WHAT TO PRODUCE: Lay out the material below as a numbered list, from its first line through the line containing "point(576, 503)", including both of those lines and leaving out any blank lines.

INPUT ROWS:
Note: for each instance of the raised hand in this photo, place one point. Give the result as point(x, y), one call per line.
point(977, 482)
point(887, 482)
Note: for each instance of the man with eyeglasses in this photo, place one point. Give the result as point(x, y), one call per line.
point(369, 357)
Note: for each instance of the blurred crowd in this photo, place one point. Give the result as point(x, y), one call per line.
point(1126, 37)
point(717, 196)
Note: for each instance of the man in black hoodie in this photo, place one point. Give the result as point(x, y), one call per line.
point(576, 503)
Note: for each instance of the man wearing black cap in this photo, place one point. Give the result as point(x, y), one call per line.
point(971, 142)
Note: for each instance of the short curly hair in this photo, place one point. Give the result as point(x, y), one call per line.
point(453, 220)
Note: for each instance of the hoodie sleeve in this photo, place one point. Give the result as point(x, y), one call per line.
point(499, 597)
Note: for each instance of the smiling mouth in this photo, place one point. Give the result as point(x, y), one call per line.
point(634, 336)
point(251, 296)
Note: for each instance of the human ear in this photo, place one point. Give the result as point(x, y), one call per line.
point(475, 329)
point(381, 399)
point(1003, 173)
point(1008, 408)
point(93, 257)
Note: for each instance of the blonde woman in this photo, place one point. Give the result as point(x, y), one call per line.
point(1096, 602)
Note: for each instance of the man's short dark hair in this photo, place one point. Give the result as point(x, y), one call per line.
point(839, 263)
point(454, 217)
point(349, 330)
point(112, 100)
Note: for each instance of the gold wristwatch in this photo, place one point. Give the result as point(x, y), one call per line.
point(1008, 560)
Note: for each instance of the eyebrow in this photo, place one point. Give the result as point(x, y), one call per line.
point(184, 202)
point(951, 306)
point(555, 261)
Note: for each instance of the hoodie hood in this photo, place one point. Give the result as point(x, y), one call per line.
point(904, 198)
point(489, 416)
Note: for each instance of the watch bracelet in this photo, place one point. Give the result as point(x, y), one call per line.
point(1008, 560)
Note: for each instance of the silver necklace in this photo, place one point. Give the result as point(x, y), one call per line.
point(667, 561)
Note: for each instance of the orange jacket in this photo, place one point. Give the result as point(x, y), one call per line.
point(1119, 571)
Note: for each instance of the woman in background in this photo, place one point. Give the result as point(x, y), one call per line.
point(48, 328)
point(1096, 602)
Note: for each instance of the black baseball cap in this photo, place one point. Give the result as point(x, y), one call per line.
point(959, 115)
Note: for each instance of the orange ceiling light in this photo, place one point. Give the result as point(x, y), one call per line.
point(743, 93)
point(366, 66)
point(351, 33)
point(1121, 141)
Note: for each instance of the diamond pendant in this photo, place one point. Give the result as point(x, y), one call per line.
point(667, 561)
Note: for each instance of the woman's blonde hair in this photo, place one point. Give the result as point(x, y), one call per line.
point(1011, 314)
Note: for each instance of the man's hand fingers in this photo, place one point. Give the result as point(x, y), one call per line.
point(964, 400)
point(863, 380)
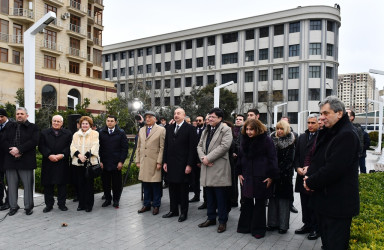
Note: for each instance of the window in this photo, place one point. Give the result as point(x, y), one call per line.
point(74, 67)
point(249, 56)
point(264, 32)
point(50, 62)
point(315, 48)
point(230, 37)
point(263, 75)
point(315, 24)
point(293, 73)
point(263, 54)
point(278, 52)
point(293, 94)
point(228, 77)
point(314, 71)
point(278, 74)
point(313, 94)
point(248, 76)
point(249, 34)
point(199, 62)
point(294, 27)
point(248, 97)
point(188, 63)
point(211, 40)
point(229, 58)
point(278, 29)
point(294, 50)
point(329, 49)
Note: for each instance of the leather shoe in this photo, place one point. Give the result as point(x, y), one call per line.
point(155, 211)
point(182, 218)
point(170, 214)
point(207, 223)
point(222, 228)
point(303, 230)
point(106, 203)
point(313, 235)
point(144, 209)
point(47, 209)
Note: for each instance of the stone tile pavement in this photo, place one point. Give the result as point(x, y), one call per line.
point(124, 228)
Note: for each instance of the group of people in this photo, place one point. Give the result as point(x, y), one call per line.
point(211, 153)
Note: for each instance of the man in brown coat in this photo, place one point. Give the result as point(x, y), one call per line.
point(149, 158)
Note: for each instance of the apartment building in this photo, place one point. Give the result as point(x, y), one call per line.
point(68, 52)
point(287, 56)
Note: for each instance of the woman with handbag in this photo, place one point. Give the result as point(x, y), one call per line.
point(85, 154)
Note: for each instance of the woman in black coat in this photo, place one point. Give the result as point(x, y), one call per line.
point(279, 204)
point(54, 146)
point(256, 167)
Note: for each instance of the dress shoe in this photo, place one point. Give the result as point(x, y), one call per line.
point(106, 203)
point(47, 209)
point(182, 218)
point(144, 209)
point(155, 211)
point(203, 206)
point(303, 230)
point(313, 235)
point(293, 209)
point(170, 214)
point(222, 228)
point(207, 223)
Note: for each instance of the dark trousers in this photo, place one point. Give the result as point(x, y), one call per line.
point(335, 232)
point(85, 185)
point(218, 194)
point(61, 195)
point(152, 193)
point(113, 177)
point(252, 216)
point(178, 194)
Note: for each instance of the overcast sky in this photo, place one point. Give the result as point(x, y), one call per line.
point(361, 34)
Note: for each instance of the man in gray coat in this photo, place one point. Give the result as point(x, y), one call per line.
point(215, 168)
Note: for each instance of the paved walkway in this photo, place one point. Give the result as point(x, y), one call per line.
point(124, 228)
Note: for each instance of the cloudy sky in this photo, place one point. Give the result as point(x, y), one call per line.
point(361, 33)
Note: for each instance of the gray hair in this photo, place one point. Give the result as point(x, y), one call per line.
point(335, 103)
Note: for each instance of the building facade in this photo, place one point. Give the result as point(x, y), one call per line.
point(288, 56)
point(68, 52)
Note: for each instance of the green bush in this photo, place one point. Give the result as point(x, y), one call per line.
point(367, 229)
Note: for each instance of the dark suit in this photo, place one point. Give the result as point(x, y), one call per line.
point(179, 152)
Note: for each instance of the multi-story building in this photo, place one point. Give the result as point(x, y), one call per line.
point(354, 89)
point(68, 52)
point(287, 56)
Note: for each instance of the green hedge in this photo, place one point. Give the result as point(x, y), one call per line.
point(367, 230)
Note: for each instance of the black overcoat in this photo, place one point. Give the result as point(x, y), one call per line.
point(52, 144)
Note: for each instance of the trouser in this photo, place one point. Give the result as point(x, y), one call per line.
point(61, 195)
point(218, 194)
point(152, 193)
point(113, 177)
point(178, 194)
point(26, 177)
point(278, 213)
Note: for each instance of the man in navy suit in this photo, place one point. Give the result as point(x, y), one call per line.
point(179, 158)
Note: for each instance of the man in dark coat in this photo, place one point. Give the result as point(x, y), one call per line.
point(303, 154)
point(333, 175)
point(113, 152)
point(179, 158)
point(19, 143)
point(54, 146)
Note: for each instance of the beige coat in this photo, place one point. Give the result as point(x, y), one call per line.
point(219, 175)
point(149, 153)
point(85, 142)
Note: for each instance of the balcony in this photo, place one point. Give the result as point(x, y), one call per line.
point(51, 47)
point(24, 16)
point(76, 31)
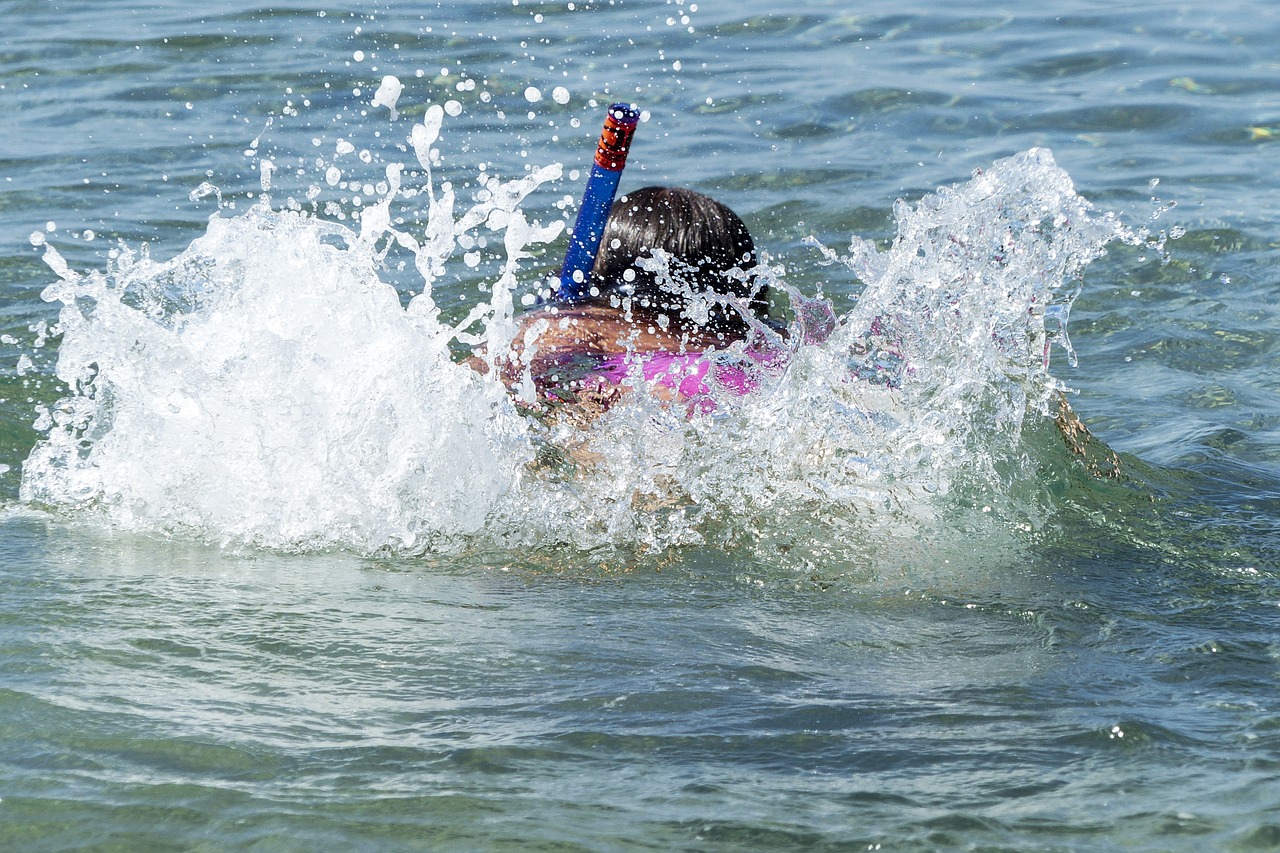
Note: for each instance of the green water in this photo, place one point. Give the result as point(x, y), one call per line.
point(1089, 666)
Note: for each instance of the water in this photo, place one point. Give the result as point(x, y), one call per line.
point(279, 575)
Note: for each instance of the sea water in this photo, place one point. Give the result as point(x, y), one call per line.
point(282, 574)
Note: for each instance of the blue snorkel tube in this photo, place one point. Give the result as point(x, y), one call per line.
point(611, 156)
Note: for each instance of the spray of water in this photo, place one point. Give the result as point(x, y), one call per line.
point(266, 387)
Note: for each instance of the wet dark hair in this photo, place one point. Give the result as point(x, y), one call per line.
point(704, 241)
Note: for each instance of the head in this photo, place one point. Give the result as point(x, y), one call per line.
point(709, 252)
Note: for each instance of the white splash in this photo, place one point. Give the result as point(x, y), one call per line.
point(266, 387)
point(388, 94)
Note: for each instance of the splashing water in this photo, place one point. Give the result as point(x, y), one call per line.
point(266, 387)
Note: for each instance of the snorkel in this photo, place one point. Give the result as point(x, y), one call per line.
point(611, 156)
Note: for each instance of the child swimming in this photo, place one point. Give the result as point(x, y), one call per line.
point(672, 284)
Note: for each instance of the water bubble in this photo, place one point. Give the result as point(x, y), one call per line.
point(388, 92)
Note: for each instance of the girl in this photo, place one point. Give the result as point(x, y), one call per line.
point(672, 283)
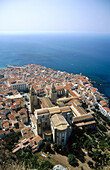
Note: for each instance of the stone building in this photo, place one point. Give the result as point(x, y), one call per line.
point(53, 94)
point(60, 129)
point(34, 101)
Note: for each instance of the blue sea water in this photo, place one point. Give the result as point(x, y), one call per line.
point(86, 54)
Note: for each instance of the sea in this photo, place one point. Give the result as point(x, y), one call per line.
point(88, 54)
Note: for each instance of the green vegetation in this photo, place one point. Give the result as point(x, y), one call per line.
point(12, 140)
point(72, 160)
point(46, 147)
point(67, 93)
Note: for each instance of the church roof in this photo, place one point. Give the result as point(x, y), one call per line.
point(59, 122)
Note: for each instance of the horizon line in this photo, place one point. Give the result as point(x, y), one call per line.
point(52, 32)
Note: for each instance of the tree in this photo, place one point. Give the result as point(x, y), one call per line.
point(67, 93)
point(88, 145)
point(72, 160)
point(47, 147)
point(56, 147)
point(75, 147)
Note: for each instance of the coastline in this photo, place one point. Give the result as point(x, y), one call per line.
point(94, 82)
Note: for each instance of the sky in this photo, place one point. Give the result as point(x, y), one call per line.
point(77, 16)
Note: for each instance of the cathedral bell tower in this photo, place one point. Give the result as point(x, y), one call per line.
point(53, 94)
point(34, 103)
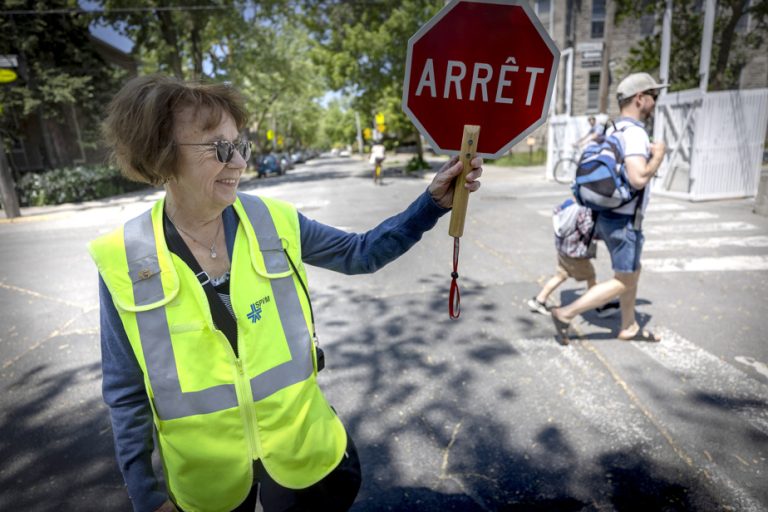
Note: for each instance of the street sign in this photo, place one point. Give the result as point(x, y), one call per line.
point(7, 76)
point(9, 61)
point(488, 63)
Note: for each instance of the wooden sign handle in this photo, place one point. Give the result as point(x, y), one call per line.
point(460, 193)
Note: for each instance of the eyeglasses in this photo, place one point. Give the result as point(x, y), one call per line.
point(652, 94)
point(225, 149)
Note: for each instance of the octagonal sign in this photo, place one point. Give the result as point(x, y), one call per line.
point(480, 62)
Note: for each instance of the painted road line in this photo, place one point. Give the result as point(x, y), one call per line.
point(564, 193)
point(37, 218)
point(705, 243)
point(664, 207)
point(669, 217)
point(702, 227)
point(711, 375)
point(718, 264)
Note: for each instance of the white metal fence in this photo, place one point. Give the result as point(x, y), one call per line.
point(714, 143)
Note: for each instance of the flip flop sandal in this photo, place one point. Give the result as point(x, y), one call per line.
point(643, 335)
point(562, 329)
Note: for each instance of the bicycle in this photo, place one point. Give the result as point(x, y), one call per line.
point(565, 168)
point(377, 178)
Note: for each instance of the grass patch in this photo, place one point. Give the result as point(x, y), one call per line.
point(522, 159)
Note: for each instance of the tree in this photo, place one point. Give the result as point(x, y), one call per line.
point(251, 45)
point(58, 67)
point(729, 48)
point(362, 46)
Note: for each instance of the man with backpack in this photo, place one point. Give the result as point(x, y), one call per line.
point(618, 192)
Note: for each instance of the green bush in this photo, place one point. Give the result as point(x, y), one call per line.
point(72, 184)
point(520, 159)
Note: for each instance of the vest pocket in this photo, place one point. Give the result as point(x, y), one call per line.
point(186, 327)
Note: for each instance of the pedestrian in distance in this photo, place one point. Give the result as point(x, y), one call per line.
point(621, 228)
point(595, 130)
point(576, 246)
point(378, 154)
point(207, 330)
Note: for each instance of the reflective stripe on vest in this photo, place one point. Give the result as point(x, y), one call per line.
point(170, 402)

FULL SOLUTION:
1. Note: for each instance of the raised hand in this photo, place one point. Give the result as point(x, y), one call per line.
2. point(977, 482)
3. point(887, 482)
4. Note: for each instance of the man with eyeglasses in this photo, place one point. Give the result as point(x, y), one call per line.
5. point(369, 357)
6. Note: for each instance of the blurred crowd in this photo, place one point. Give the result as point(x, y), one call per line.
7. point(1126, 37)
8. point(717, 196)
9. Note: for each instance of the man in black hoodie in this photo, place one point. Give the result as point(x, y), one call per line.
10. point(576, 503)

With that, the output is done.